==== EXCERPTED TEXT

But at least parents who don't care are shortchanging only their own children; activist parents like the Shulmans shortchange everybody's kids, says Dr. Christine Hall, who runs the ESE program at Ely. Unlike parents Hall looks at the issue of special education from a plural viewpoint. Her concern is not and cannot be for a single disabled child but for all disabled children. She doesn't have the luxury of focusing on each tree in the forest; she's got the woods to mind.

When asked what would happen if every parent were to demand the special treatment and stroking the Shulmans require for Rachel, Hall cringes. "It would be a scary thought. The amount of time I spend on Rachel Shulman is inordinate. I spend more time with Rachel than with all the other of my ESE students combined."

To prepare for her recent meeting with the Shulmans, for example, Hall spent "four entire days working with my doors closed." In fact, she says, that meeting illustrates the damage that activist parents like the Shulmans do by forcing schools to rechannel scarce resources from other kids to their own children. Knowing how zealous the Shulmans are in making sure that every detail of Rachel's education is spelled out in writing, Hall made sure to invite every teacher who might potentially have Rachel in an upcoming class.

"Those teachers spent all afternoon at the meeting, and every one had to get a sub for their classes," she says. "So none of the kids in any of those classes got anything done all afternoon."

The disabilities covered by the ESE program range from relatively minor learning disabilities and physical impairments such as hearing loss to severe emotional and mental conditions such as Tourette's syndrome. Each one of the kids who suffers from these ailments has the right to the least restrictive environment possible. For most this means full inclusion leading to a regular diploma, Hall says. These students attend regular classes but receive assistance from an ESE facilitator.

========
==== COLLECTED DATA

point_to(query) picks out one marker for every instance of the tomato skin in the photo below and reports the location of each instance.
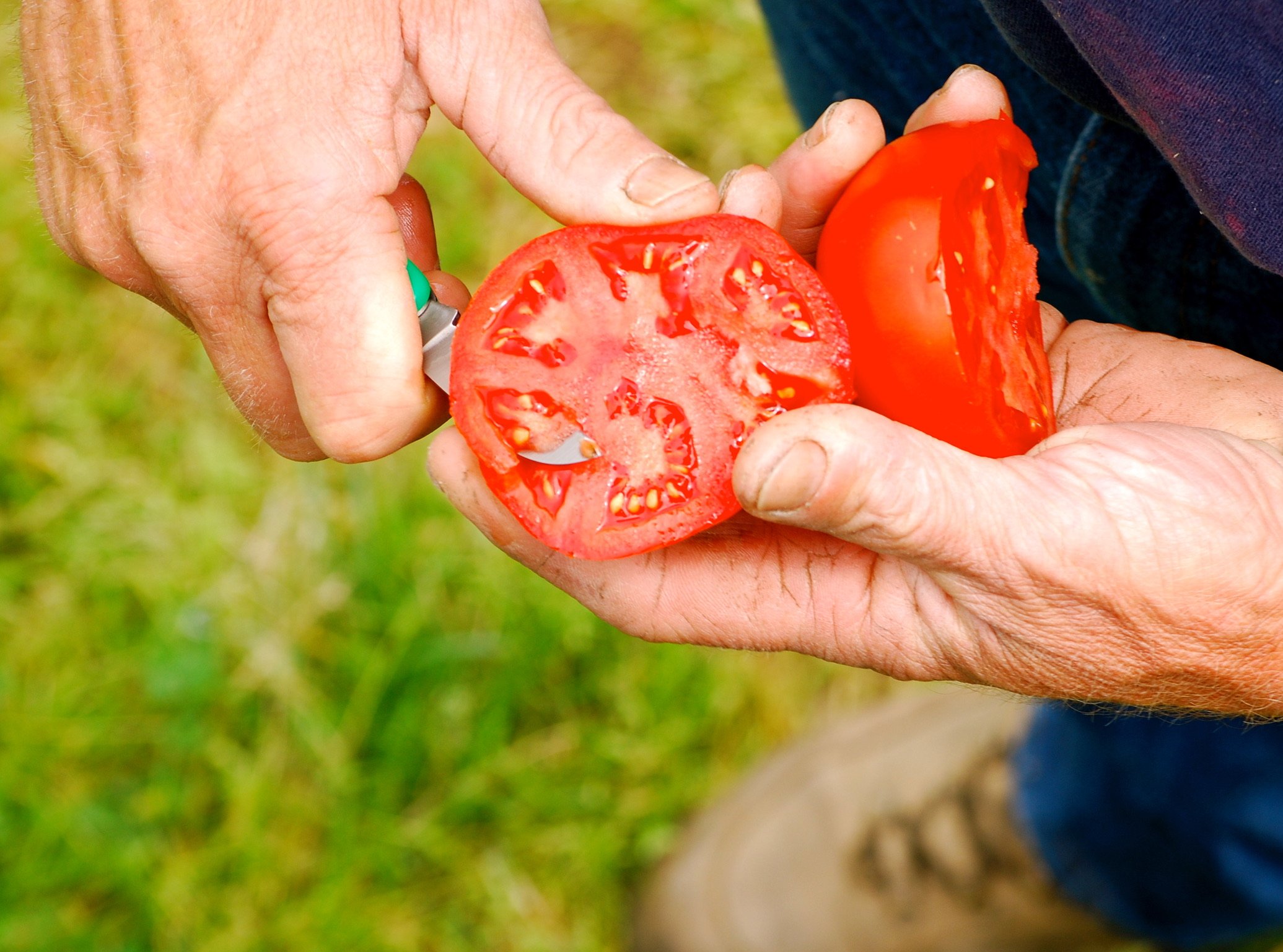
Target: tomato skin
(927, 256)
(666, 346)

========

WORK TO BE COMPLETED: Reproduce the special education text above word for word, from "To prepare for" down to "an upcoming class.".

SOLUTION TO THE EXERCISE:
To prepare for her recent meeting with the Shulmans, for example, Hall spent "four entire days working with my doors closed." In fact, she says, that meeting illustrates the damage that activist parents like the Shulmans do by forcing schools to rechannel scarce resources from other kids to their own children. Knowing how zealous the Shulmans are in making sure that every detail of Rachel's education is spelled out in writing, Hall made sure to invite every teacher who might potentially have Rachel in an upcoming class.